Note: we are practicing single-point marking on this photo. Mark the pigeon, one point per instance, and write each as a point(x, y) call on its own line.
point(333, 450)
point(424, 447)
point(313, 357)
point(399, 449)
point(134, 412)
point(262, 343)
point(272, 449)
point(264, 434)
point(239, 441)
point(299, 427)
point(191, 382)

To be done:
Print every one of the lines above again, unchanged and in the same order.

Written answer:
Note: we are practicing single-point marking on this photo. Mark the pigeon, one point per instance, and write each as a point(x, y) call on its own line.
point(333, 450)
point(424, 447)
point(313, 357)
point(399, 449)
point(134, 412)
point(262, 343)
point(272, 449)
point(264, 434)
point(239, 441)
point(299, 427)
point(191, 382)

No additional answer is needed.